[What to produce]
Rewrite the data below with every "located" swapped for "found" and nothing else altered. Leave the pictures out.

[Recorded information]
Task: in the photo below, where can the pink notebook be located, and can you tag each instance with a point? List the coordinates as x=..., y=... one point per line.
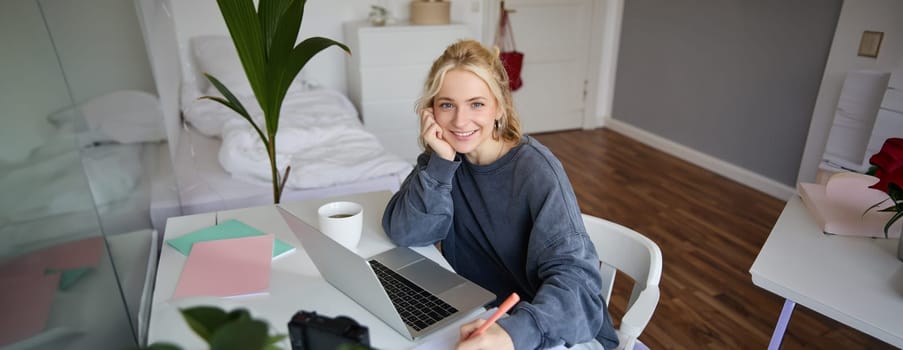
x=227, y=267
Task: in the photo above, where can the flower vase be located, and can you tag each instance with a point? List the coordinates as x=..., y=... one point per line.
x=900, y=245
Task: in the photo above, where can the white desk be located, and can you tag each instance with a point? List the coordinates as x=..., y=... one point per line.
x=295, y=284
x=856, y=281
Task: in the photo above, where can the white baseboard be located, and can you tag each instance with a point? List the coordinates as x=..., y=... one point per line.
x=730, y=171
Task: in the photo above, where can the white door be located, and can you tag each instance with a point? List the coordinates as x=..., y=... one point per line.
x=554, y=36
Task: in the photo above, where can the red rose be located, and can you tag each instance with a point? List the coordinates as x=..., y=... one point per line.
x=889, y=164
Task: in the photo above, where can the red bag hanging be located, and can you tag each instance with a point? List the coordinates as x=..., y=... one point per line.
x=512, y=59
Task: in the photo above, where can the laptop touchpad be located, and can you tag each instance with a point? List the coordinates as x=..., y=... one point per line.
x=426, y=274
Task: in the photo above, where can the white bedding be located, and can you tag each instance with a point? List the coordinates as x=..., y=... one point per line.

[Output of the exercise]
Task: in the photo below, where can the pink notebook be found, and can you tag each instance with a point? List the coordinates as x=..., y=... one point per line.
x=227, y=267
Task: in the photo above, where can the flower vase be found, and can you tag each instance with a point? List the coordinates as x=..., y=... one point per line.
x=900, y=245
Task: in the photo above, where can the white desk be found, and can you tag each instance with a point? List the coordinates as x=..., y=... one point per line.
x=295, y=284
x=856, y=281
Task: in the photo above, where can the white baseboard be found, and can you tag each instance with a point? List the coordinates as x=..., y=... one point per line.
x=730, y=171
Task: in the photo above, where can the white door be found, and can you tag each instance with a point? List the coordinates as x=..., y=... one point per line.
x=554, y=36
Task: in the photo above, where can the red rose be found, and can you tag each instance with a point? List the coordinates as x=..., y=... one point per line.
x=889, y=164
Task: in the photo above, where can the red bag hanging be found, and can you tag each instance with a point? List the coordinates as x=..., y=... one point per line.
x=512, y=59
Task: in the photo above, where can the laptop touchpad be found, and can you tag each instance with a point? List the coordinates as x=..., y=... one point per line.
x=426, y=274
Task: in the photo above, where can the white bedding be found, and can you tag each instance with a point? List the coordinates as x=..., y=... one point per line.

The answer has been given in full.